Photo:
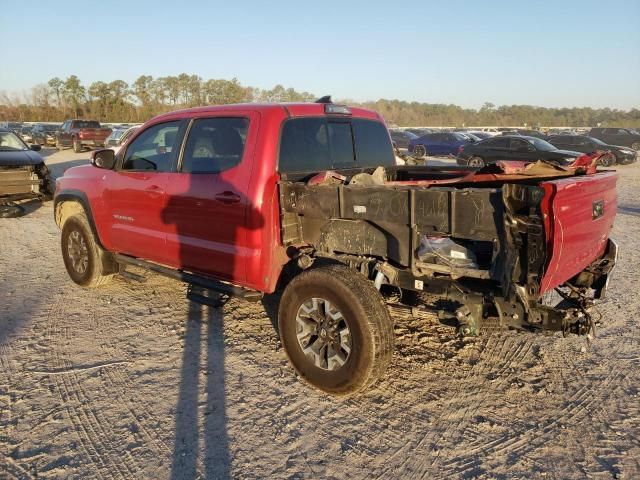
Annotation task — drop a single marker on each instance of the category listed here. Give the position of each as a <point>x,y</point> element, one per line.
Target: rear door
<point>136,192</point>
<point>207,199</point>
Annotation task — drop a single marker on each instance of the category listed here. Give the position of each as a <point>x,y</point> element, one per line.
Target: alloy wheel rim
<point>323,334</point>
<point>78,252</point>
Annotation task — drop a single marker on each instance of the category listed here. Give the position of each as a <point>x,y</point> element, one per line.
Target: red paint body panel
<point>574,238</point>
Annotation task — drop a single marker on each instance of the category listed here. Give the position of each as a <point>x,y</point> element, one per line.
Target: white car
<point>490,130</point>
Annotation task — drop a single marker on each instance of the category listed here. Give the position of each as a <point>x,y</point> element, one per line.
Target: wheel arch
<point>70,202</point>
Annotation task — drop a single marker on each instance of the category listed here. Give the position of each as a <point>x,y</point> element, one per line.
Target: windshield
<point>9,142</point>
<point>541,145</point>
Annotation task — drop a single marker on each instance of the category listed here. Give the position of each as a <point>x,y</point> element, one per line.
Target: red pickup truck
<point>307,200</point>
<point>80,134</point>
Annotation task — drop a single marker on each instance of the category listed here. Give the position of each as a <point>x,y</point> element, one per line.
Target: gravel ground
<point>131,381</point>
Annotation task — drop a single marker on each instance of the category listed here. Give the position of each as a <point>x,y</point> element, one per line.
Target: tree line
<point>119,101</point>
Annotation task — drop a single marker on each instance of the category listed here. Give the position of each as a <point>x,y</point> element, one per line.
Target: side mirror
<point>104,158</point>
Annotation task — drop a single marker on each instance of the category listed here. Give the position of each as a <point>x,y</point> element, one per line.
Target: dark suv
<point>626,137</point>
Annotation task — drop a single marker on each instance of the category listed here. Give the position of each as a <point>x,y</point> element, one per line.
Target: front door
<point>136,192</point>
<point>208,200</point>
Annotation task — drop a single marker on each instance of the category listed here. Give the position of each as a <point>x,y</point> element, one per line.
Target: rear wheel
<point>81,253</point>
<point>335,329</point>
<point>475,162</point>
<point>419,151</point>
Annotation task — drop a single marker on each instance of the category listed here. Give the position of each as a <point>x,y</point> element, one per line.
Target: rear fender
<point>578,214</point>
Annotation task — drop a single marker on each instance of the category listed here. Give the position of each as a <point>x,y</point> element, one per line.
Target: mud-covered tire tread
<point>376,316</point>
<point>96,277</point>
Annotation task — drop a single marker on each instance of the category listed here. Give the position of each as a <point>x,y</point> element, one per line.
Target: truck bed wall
<point>381,220</point>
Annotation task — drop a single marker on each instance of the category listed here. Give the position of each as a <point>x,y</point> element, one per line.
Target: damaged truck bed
<point>493,241</point>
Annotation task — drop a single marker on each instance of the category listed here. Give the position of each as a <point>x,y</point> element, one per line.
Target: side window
<point>313,144</point>
<point>372,143</point>
<point>154,149</point>
<point>214,144</point>
<point>340,144</point>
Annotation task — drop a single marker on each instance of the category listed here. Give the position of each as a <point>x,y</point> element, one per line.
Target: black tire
<point>370,329</point>
<point>419,151</point>
<point>76,229</point>
<point>476,161</point>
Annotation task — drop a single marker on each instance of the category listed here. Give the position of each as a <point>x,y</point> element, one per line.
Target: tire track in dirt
<point>119,383</point>
<point>93,432</point>
<point>585,401</point>
<point>498,354</point>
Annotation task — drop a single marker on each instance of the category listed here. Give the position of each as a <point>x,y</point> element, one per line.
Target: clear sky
<point>546,53</point>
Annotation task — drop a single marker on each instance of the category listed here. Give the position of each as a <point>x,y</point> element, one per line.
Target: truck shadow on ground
<point>204,335</point>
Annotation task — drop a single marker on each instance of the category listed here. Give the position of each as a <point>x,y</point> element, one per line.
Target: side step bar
<point>192,279</point>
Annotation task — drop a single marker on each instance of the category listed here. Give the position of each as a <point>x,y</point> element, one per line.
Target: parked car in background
<point>481,135</point>
<point>401,138</point>
<point>80,134</point>
<point>420,131</point>
<point>514,147</point>
<point>116,143</point>
<point>443,143</point>
<point>44,134</point>
<point>525,132</point>
<point>15,127</point>
<point>490,131</point>
<point>625,137</point>
<point>23,173</point>
<point>586,144</point>
<point>471,136</point>
<point>25,133</point>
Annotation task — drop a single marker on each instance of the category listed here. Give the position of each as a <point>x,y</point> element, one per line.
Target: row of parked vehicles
<point>77,134</point>
<point>308,200</point>
<point>479,148</point>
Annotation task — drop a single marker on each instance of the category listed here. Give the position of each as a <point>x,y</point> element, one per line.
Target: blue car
<point>443,143</point>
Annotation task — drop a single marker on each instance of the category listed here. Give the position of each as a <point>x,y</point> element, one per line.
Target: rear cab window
<point>214,144</point>
<point>154,149</point>
<point>324,143</point>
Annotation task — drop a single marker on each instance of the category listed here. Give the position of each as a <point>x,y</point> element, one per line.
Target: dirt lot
<point>131,381</point>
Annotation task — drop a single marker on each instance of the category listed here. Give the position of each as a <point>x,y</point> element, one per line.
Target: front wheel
<point>335,329</point>
<point>476,162</point>
<point>81,253</point>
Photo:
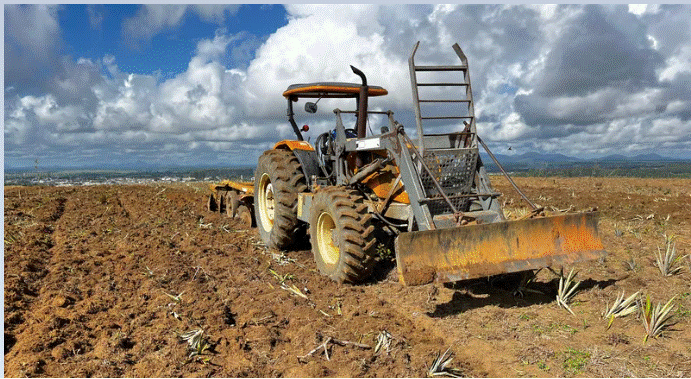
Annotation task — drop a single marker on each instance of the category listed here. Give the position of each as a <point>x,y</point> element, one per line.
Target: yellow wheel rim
<point>266,203</point>
<point>328,248</point>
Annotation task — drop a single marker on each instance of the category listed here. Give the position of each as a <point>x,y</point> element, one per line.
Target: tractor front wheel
<point>278,181</point>
<point>342,235</point>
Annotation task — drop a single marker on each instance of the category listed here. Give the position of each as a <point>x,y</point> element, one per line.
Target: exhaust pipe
<point>362,111</point>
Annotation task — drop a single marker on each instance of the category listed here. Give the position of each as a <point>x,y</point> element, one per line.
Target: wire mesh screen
<point>454,169</point>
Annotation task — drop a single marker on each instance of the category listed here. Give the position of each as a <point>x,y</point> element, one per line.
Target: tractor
<point>430,192</point>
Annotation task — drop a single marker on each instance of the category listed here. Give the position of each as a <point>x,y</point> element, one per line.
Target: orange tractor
<point>431,192</point>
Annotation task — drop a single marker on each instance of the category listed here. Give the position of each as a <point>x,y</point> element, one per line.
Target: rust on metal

· · · · ·

**Your objective**
Identify every line in the records that contains the string "tire", and copy each one.

**Solution to this exercise**
Target: mud-covered tire tread
Target: black tire
Target: tire track in dirt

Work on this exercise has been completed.